**Estratto della pagina**
____________________

MACHERIO: IL NONO PARROCO DI BAREGGIA
Domenica
24 novembre la parrocchia di Bareggia festeggerà l'entrata solenne di monsignor
Vittorio Madè, che succede a don Franco Oliviero, venuto a mancare il 23
ottobre del 2018, dopo aver retto la chiesa bareggese per ben trentuno anni.
La
parrocchia, dedicata a san Giuseppe artigiano ed a sant'Antonio Maria Zaccaria,
è stata istituita dal cardinal Andrea Ferrari nel lontano 1902, anche grazie
alla determinata e determinante volontà e collaborazione del fabbriciere
(economo) Paolo Galimberti "ùl Lota", del rione Pedresse (dal libro
"Pedrès, Turèt e Baldisar").
Monsignor
Madè è il nono parroco della storia di Bareggia.

____________________

**Compito assegnato 1**
Calcola in quante righe dei record compare la stringa "wooden", distinguendo tra maiuscole e minuscole. Indica soltanto il numero.

**Record estratti**

____________________

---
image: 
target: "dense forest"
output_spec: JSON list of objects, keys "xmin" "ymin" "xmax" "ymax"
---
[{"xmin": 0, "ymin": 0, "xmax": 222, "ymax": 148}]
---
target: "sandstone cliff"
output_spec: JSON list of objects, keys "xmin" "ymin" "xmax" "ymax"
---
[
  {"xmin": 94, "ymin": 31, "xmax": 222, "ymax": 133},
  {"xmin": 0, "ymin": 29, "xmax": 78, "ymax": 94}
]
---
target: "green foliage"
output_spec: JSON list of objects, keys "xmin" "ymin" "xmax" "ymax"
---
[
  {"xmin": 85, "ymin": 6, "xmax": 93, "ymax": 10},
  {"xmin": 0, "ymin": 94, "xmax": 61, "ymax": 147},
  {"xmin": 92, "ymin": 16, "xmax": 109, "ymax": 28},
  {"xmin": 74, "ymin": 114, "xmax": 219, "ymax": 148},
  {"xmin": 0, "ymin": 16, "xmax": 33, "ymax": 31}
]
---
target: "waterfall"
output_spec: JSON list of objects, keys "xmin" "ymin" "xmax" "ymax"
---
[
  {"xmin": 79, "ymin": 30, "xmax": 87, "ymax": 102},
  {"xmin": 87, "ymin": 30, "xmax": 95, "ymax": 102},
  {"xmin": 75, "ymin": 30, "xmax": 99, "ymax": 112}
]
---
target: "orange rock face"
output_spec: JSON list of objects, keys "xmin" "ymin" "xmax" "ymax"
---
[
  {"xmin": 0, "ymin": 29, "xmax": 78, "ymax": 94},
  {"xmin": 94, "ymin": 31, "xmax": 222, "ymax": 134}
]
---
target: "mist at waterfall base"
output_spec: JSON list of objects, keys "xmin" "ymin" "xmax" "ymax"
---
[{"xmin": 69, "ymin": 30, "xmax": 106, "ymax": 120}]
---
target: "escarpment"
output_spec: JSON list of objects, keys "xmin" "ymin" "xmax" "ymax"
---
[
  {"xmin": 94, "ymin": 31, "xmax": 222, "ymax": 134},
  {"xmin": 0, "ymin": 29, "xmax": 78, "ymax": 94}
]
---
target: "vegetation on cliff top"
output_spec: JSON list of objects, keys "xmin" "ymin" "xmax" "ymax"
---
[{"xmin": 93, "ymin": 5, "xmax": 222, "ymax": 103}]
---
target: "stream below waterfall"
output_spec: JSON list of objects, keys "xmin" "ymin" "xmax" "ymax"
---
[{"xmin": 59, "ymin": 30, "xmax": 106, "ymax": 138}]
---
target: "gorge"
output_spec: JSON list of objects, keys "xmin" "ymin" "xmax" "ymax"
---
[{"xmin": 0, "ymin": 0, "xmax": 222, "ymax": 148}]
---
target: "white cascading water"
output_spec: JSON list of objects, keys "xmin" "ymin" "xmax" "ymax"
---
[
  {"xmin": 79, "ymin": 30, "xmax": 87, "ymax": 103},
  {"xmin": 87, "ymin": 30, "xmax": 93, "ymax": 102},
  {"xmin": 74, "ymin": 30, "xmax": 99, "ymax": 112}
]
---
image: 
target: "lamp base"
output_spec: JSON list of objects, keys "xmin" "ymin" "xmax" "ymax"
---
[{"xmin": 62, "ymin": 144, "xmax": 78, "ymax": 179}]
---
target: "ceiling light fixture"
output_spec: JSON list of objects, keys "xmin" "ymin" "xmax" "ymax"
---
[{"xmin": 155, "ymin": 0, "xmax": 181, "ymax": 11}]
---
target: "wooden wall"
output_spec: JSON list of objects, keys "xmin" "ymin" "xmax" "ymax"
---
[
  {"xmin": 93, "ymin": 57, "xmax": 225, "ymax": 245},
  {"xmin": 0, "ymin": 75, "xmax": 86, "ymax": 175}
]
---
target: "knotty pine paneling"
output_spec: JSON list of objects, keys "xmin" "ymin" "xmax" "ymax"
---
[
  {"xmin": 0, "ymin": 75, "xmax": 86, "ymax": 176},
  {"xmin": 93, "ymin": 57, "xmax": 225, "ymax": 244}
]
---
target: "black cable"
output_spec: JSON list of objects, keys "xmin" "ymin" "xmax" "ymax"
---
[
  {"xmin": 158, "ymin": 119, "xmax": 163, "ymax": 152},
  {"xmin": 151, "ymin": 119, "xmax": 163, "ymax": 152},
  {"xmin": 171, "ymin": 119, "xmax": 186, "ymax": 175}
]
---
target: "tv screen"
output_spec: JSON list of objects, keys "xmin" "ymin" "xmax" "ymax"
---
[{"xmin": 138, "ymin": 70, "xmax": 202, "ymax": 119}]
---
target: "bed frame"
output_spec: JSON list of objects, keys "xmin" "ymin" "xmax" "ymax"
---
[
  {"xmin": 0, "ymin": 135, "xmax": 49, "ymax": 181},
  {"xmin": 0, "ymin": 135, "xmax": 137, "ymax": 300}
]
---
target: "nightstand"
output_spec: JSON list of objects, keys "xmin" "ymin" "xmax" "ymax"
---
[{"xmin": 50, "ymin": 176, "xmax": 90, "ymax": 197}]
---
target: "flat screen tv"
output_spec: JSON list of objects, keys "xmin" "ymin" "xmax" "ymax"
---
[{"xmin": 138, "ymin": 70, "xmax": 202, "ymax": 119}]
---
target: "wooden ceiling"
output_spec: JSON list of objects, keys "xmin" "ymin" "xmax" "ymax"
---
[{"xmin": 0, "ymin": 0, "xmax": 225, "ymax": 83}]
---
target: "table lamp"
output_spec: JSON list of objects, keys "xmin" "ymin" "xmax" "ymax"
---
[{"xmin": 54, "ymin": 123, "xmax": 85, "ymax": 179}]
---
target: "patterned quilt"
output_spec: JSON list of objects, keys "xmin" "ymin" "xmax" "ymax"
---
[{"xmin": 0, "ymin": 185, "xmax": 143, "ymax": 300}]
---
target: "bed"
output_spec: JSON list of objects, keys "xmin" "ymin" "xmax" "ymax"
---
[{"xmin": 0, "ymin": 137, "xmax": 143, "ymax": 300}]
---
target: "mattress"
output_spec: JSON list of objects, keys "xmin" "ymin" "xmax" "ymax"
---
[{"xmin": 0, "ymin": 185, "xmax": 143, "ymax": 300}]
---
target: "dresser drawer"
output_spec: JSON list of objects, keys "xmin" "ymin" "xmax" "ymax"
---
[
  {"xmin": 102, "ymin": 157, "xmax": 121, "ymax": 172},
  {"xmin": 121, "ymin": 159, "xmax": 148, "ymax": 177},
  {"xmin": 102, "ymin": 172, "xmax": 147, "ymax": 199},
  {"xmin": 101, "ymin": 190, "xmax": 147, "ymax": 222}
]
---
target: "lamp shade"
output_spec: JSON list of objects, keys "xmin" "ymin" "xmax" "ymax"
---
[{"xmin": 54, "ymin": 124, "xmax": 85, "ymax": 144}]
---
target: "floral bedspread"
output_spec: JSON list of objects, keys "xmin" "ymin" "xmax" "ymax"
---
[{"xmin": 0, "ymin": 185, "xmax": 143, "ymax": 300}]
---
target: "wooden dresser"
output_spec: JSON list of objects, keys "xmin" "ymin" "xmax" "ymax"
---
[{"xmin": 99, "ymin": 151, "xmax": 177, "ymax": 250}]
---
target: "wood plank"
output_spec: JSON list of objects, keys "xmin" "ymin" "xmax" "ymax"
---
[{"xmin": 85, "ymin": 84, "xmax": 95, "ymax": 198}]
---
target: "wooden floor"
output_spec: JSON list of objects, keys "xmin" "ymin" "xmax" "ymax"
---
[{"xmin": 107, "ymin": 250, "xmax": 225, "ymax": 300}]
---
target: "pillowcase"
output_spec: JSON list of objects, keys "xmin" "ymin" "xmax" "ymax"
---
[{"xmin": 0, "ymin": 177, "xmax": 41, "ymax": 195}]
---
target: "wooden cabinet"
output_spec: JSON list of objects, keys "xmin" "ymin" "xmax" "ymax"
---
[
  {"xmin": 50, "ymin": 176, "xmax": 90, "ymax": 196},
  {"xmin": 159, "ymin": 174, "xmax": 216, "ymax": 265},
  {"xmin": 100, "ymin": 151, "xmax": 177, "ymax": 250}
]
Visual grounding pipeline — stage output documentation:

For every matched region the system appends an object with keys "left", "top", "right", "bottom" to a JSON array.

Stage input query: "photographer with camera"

____________________

**Compito assegnato 2**
Ricopia per intero e senza alcuna modifica il testo sul nuovo parroco di Bareggia.

**Risposta 1**
5

**Risposta 2**
MACHERIO: IL NONO PARROCO DI BAREGGIA
Domenica
24 novembre la parrocchia di Bareggia festeggerà l'entrata solenne di monsignor
Vittorio Madè, che succede a don Franco Oliviero, venuto a mancare il 23
ottobre del 2018, dopo aver retto la chiesa bareggese per ben trentuno anni.
La
parrocchia, dedicata a san Giuseppe artigiano ed a sant'Antonio Maria Zaccaria,
è stata istituita dal cardinal Andrea Ferrari nel lontano 1902, anche grazie
alla determinata e determinante volontà e collaborazione del fabbriciere
(economo) Paolo Galimberti "ùl Lota", del rione Pedresse (dal libro
"Pedrès, Turèt e Baldisar").
Monsignor
Madè è il nono parroco della storia di Bareggia.